* [REQUESTS]:
A - From the interview, copy the passage starting at "Everything, basically. I’m" and ending at "vacation each winter?".
B - Answer these questions from the interview, one per line:
(i) Which antiques show was held in a huge tent?
(ii) Which island off Honduras is one of the couple's regular haunts?
(iii) What are the names of the grandchildren?
C - Translate this sentence from the interview into Spanish: "Karen loves to do underwater photography."

# READING PASSAGE start

What do you do as facilities manager for several antiques and arts shows?
Everything, basically. I’m often working with folks, from fire marshals and electrical inspectors to labor unions, who don’t understand our goals or why their requirements may not be feasible. I deal with personalities and have to resolve situations with humor and creativity.
Most comical moment?
I don’t want to embarrass anyone, but one story I can tell involves the Wayside Inn Antiques Show, which was held in a huge tent. As usual, I was on duty 24/7. After a 3 am downpour, I went out to check for leaks. When I heard strange noises, I crept around the back of the tent, only to discover the field had, quite literally, become a duck pond. The pond disappeared the next day and, with it, the ducks.
Speaking of which, don’t you and Karen treat yourself to a snorkeling vacation each winter?
We like to relax in an active form. One of our regular haunts is the island of Roatan off Honduras. Karen loves to do underwater photography. I serve as her spotter. We can be in the water up to five hours a day.
And trips to Canada?
We go frequently to see our daughter, Rachel, and our grandchildren, Carter and Dylan. They are incredible little people. They provide us with a sense of unconditional love and admiration, in both directions. Watching them develop is gratifying and endlessly entertaining.

# READING PASSAGE end
# ITEMS start

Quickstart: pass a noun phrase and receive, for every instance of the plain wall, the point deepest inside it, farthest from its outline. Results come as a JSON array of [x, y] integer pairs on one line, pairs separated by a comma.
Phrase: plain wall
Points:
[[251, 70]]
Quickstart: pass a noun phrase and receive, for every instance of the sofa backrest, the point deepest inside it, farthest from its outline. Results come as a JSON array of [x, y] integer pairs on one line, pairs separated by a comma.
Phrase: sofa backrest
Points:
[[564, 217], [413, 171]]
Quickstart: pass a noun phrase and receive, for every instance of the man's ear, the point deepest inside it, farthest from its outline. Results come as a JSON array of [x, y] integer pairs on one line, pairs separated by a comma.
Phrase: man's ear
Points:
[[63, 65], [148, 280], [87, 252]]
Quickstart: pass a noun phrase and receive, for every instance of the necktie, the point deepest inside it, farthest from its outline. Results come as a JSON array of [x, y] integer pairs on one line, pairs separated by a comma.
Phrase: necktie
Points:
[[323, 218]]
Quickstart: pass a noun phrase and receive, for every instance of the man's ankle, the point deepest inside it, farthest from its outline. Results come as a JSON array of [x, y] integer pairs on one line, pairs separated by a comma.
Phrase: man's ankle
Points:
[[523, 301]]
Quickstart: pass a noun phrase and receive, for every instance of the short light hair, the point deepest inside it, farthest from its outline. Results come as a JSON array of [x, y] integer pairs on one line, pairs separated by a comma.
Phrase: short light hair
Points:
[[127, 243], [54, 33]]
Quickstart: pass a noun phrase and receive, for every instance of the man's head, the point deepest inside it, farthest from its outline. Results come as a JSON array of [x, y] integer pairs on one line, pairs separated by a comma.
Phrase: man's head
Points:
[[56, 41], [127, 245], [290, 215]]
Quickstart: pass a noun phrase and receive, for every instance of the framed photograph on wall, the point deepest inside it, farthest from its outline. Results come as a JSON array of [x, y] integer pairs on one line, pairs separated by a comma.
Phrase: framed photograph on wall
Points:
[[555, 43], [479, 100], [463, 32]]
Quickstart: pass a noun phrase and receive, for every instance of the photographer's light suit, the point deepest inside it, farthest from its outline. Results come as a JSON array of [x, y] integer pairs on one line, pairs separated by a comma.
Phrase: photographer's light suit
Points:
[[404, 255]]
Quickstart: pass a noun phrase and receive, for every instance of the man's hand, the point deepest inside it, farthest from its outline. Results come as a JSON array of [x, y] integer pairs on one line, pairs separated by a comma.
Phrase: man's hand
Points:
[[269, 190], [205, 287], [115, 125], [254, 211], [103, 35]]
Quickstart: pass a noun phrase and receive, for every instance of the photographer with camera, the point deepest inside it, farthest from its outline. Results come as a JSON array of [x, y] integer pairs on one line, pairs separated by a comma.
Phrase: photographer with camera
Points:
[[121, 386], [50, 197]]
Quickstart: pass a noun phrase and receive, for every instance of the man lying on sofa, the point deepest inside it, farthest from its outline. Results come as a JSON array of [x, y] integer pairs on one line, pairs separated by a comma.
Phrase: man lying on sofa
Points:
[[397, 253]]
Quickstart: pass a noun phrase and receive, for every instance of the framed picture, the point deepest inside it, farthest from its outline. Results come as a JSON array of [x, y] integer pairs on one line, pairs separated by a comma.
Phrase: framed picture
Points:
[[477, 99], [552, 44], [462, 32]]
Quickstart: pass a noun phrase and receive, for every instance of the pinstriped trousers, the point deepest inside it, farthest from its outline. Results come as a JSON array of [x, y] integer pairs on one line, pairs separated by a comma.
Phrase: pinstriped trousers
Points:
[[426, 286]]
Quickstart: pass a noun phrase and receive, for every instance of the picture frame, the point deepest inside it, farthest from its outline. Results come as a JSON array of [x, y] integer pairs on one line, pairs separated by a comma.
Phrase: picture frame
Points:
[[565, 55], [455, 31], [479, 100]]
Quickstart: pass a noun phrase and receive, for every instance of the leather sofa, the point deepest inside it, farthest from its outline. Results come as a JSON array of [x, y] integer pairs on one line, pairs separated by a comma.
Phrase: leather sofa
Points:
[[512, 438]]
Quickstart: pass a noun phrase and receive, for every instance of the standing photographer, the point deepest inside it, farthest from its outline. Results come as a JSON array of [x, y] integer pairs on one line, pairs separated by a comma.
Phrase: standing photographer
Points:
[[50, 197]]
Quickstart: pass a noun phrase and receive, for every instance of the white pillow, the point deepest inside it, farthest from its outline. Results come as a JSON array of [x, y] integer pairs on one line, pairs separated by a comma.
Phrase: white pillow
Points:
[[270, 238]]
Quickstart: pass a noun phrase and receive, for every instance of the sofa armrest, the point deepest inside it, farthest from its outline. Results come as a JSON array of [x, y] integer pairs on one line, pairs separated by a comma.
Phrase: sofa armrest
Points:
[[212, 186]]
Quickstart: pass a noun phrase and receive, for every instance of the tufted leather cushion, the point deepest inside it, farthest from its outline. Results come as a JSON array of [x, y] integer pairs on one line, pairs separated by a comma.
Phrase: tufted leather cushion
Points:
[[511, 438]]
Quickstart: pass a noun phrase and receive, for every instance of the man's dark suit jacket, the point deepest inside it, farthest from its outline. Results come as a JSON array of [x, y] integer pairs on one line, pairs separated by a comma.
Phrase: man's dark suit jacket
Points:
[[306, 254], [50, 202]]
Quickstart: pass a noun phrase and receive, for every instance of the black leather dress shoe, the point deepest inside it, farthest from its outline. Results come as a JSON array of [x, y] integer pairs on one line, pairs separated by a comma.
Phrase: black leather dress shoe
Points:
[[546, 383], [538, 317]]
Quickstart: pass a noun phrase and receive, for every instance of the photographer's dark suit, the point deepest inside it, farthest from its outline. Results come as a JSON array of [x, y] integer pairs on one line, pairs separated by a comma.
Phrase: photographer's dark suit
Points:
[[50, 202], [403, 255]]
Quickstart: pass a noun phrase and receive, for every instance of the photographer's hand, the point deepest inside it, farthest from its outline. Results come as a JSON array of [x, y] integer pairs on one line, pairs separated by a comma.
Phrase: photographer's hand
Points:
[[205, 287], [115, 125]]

# ITEMS end

* [RESULTS]:
A -
Everything, basically. I’m often working with folks, from fire marshals and electrical inspectors to labor unions, who don’t understand our goals or why their requirements may not be feasible. I deal with personalities and have to resolve situations with humor and creativity.
Most comical moment?
I don’t want to embarrass anyone, but one story I can tell involves the Wayside Inn Antiques Show, which was held in a huge tent. As usual, I was on duty 24/7. After a 3 am downpour, I went out to check for leaks. When I heard strange noises, I crept around the back of the tent, only to discover the field had, quite literally, become a duck pond. The pond disappeared the next day and, with it, the ducks.
Speaking of which, don’t you and Karen treat yourself to a snorkeling vacation each winter?

B -
(i) The Wayside Inn Antiques Show
(ii) Roatan
(iii) Carter and Dylan

C - A Karen le encanta hacer fotografía submarina.